This, and many other examples, show that statistics has an important role in society: providing evidence. Without it, we cannot subject our opinions to test, and they remain mere speculations.
Statistics began on the end of the 19th century only as discursive explorations of data. In the first half of the 20th century it evolved and became a more mathematics-oriented field. Only in the second half of the 20th century it faced its latest revolution with the use of computers, which allowed the field to develop its methods and apply heavy-computational algorithms.
Descriptions
In statistics, we analyse objects and their attributes usually in the shape of observations and variables. This information can, sometimes, be overwhelming, so we might want to aggregate it by doing simple summary statistics: average, dispersion, skewness and quantiles, for example.
The concept of average can comprise many formal concepts, but the most used case is the arithmetical mean: the sum of all values, divided by the number of observations. For example, if we wanted to understand the attribute “age” for a given classroom of college students, instead of looking at all the students’ ages, we sum them all, divide by the number of students, and get 22 years. It doesn’t mean all students are 22 years old, but it gives us an overall picture: some are older, some are younger, but we can imagine it is not a classroom full of kids, for example.
However, let’s take a second example: there’s five people, four of them earn $5,000 a month and one of them earns $100,000 a month. In average, these people make $24,000 a month. However, this does not fully describe their real situation, since it is not a group of people where everyone earns more or less $24,000. From here we can add the concept of dispersion: how far from the average are the values in this group? One measure of dispersion is the variance, calculated by taking the square of the difference between all the numbers and the mean, and then calculating their averages. Wouldn’t it be simpler to just take the mean without the square part? Yes, but then positive and negative values would reduce each other’s effects, cancelling out the whole purpose of measuring dispersion. We can take the square root ofthe variance as another measure, called the standard deviation.

▶ Data
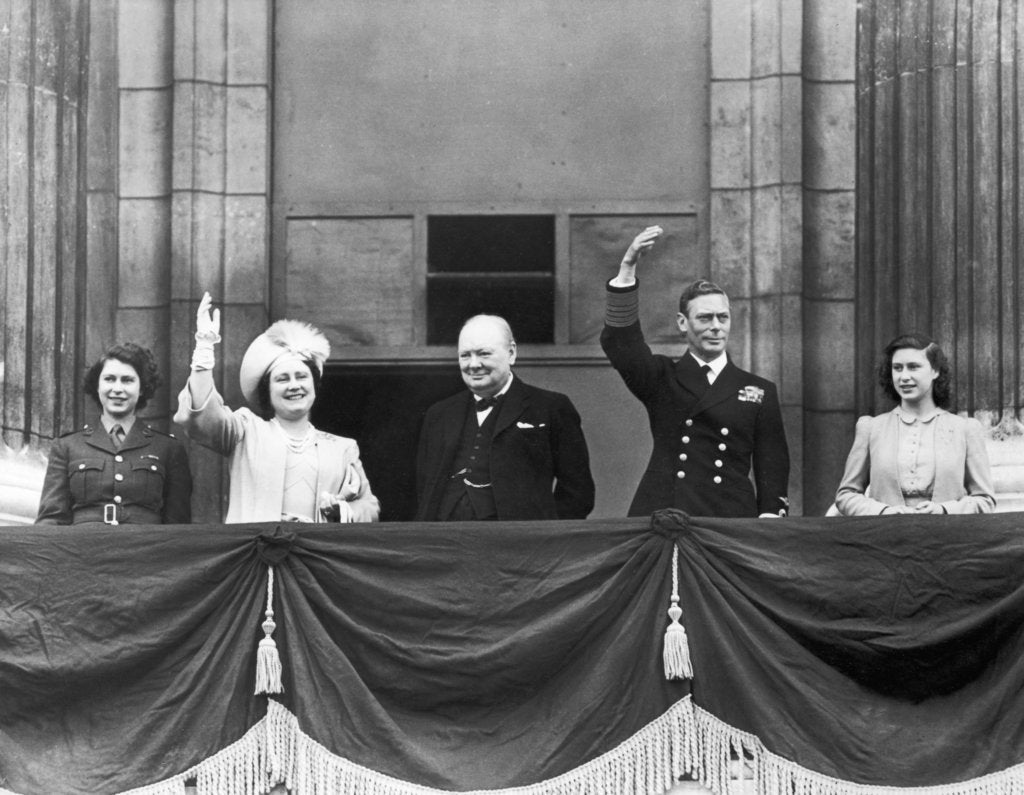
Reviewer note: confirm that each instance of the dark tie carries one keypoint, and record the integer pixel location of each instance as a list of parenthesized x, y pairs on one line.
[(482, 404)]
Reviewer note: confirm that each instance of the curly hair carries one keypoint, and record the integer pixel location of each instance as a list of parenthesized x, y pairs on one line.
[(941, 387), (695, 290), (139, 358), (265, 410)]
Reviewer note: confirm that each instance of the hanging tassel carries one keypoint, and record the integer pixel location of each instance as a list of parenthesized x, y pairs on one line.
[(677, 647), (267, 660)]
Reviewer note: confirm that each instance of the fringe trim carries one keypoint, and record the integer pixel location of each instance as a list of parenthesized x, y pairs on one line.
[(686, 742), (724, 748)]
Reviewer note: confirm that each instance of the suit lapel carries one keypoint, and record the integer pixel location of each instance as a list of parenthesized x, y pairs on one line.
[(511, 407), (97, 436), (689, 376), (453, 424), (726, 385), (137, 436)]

...

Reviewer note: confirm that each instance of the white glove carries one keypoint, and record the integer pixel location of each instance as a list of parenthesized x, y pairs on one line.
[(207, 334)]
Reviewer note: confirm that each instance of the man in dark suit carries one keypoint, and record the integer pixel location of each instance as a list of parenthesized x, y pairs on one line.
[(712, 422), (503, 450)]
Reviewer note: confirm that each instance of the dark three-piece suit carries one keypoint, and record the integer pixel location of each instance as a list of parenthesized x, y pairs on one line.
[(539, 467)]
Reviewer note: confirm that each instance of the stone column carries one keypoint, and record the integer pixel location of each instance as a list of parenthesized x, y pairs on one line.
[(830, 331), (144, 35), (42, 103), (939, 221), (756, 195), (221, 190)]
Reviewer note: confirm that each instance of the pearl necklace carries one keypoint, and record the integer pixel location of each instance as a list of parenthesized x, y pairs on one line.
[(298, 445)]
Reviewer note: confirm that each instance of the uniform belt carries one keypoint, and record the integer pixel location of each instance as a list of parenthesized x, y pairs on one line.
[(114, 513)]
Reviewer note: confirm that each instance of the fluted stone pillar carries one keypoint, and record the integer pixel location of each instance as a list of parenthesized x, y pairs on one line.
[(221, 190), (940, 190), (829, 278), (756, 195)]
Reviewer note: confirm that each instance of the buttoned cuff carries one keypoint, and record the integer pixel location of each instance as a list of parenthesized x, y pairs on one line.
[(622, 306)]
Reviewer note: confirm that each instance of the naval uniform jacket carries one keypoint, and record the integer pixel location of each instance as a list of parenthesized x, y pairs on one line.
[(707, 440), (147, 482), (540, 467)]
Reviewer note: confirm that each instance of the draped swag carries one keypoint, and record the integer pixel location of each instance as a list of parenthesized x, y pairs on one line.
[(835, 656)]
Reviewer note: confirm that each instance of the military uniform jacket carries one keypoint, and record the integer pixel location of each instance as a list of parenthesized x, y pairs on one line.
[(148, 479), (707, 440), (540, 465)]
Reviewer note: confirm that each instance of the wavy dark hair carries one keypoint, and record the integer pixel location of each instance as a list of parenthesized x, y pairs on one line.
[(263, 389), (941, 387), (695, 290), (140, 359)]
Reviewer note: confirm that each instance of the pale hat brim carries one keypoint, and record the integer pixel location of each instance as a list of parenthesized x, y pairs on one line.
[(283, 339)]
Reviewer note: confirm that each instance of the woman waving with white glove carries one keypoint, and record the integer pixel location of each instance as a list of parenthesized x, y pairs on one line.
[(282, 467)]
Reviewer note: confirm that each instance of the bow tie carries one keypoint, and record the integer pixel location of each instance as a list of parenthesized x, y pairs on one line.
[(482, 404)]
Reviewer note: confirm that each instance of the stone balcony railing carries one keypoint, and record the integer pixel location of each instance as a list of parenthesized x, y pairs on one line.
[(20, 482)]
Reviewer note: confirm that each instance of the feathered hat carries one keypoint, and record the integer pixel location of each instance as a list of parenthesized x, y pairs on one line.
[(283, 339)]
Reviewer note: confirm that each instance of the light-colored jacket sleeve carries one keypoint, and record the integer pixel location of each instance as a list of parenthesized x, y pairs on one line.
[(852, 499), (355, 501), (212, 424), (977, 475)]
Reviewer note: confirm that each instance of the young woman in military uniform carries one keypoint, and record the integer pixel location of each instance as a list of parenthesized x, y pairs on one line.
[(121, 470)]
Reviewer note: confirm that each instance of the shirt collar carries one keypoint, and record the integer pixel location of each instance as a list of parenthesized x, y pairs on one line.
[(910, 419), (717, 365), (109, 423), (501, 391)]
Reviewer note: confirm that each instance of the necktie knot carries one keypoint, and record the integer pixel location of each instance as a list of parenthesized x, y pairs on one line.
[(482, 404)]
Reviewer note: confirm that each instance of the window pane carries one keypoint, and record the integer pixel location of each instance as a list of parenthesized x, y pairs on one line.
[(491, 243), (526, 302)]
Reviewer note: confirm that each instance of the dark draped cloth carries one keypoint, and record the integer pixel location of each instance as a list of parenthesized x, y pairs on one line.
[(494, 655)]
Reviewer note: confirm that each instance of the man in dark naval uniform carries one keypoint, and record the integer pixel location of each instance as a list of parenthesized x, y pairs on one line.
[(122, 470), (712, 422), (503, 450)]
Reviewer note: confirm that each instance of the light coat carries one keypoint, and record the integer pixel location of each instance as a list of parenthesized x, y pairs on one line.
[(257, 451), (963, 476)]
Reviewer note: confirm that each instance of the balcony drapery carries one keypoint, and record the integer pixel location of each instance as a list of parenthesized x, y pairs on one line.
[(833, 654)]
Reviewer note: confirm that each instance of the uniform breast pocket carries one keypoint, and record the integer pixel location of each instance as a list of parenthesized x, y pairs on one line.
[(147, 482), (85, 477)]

▶ Task instructions
1) Name every kind of summary statistic that the statistics passage lists as a way to aggregate observations and variables.
2) Pick up the statistics passage after its final sentence and carry it forward.

▶ Results for the exercise
1) Average, dispersion, skewness, and quantiles.

2)
Ok, so we know the average and whether the dispersion is high or low, but how exactly is the shape of this dispersion? For this, we can look at skewness and quantiles. Skewness measures the lack of symmetry in the population: if it’s very asymmetric, there are many more values higher or lower than the average. Quantiles tell you what value you should take if you want a certain percentage of the population below this value, and there are a few types of quantiles. One of the most common is the percentile: if you are in the 90th percentile of your classroom’s grades, it means you have better grades than 90% of the your classroom.
Collecting good data
“Garbage in, garbage out” — Everyone data science article out there
When collecting data for analysis, it is very important to pay attention to its quality: no matter how sophisticated are your models, if you put bad data in, your outcome will also be poor.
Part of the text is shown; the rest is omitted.